Josephine Sumulong Cojuangco Reyes (November 26, 1927 – July 26, 2011) was a Filipina educator. She served as the seventh president of the Far Eastern University (FEU) in Manila, Philippines from 1985 to 1989. She also served as the chair of the board of trustees of the Far Eastern University - Dr. Nicanor B. Reyes Medical Foundation.

Education and family background
Cojuangco-Reyes earned her A.B. degree at Marymount College, New York, her M.A. in Education degree Columbia University, New York, and her Ed.D. at the Far Eastern University Manila. She finished her Doctor of Philosophy at the University of New Jersey in 1984.

- _TASKS TO PERFORM_
[1] Retype, character for character, the part of the Josephine Cojuangco Reyes passage that opens with the words containing "Education and family" and closes with "Jersey in 1984.".
[2] From the Josephine Cojuangco Reyes passage, turn the paragraph starting "Cojuangco-Reyes earned her A.B. degree" into a list of her degrees and the schools that granted them.

- _PROVIDED MATERIAL_
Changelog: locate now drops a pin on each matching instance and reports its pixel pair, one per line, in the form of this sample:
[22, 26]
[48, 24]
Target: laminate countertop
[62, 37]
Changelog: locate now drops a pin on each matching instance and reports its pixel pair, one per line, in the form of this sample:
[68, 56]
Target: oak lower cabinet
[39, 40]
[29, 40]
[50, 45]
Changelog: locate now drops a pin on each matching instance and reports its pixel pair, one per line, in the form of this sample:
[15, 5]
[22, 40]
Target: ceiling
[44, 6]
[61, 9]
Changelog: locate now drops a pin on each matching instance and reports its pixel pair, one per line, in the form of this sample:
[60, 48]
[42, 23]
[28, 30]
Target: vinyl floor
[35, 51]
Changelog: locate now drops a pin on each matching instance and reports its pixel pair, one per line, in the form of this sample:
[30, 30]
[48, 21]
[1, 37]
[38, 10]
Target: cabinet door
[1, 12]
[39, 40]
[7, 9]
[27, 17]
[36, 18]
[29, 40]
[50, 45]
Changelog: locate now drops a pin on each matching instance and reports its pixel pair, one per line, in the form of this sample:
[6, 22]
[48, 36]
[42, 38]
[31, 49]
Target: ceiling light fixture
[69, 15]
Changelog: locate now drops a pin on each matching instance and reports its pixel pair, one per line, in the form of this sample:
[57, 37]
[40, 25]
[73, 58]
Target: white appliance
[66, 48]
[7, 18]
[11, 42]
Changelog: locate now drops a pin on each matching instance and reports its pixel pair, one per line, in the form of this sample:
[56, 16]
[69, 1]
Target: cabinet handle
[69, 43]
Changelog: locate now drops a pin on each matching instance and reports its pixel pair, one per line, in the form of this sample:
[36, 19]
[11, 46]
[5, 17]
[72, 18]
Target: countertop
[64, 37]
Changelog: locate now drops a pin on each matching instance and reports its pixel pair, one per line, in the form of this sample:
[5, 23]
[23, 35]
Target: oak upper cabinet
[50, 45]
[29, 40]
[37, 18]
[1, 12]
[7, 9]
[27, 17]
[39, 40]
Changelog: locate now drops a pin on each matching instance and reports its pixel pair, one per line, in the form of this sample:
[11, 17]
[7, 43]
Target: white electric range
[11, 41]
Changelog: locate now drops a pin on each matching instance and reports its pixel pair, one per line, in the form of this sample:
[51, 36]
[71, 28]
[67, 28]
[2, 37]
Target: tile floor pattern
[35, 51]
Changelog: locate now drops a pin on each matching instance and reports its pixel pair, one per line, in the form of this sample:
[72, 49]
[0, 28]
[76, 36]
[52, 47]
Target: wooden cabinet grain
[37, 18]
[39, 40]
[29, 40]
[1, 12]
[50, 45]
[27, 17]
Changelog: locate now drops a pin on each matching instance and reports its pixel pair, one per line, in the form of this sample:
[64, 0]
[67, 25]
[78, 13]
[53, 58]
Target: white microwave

- _RESPONSES TO THE EXERCISE_
[1]
Education and family background
Cojuangco-Reyes earned her A.B. degree at Marymount College, New York, her M.A. in Education degree Columbia University, New York, and her Ed.D. at the Far Eastern University Manila. She finished her Doctor of Philosophy at the University of New Jersey in 1984.

[2]
- A.B.: Marymount College, New York
- M.A. in Education: Columbia University, New York
- Ed.D.: Far Eastern University, Manila
- Doctor of Philosophy: University of New Jersey, finished in 1984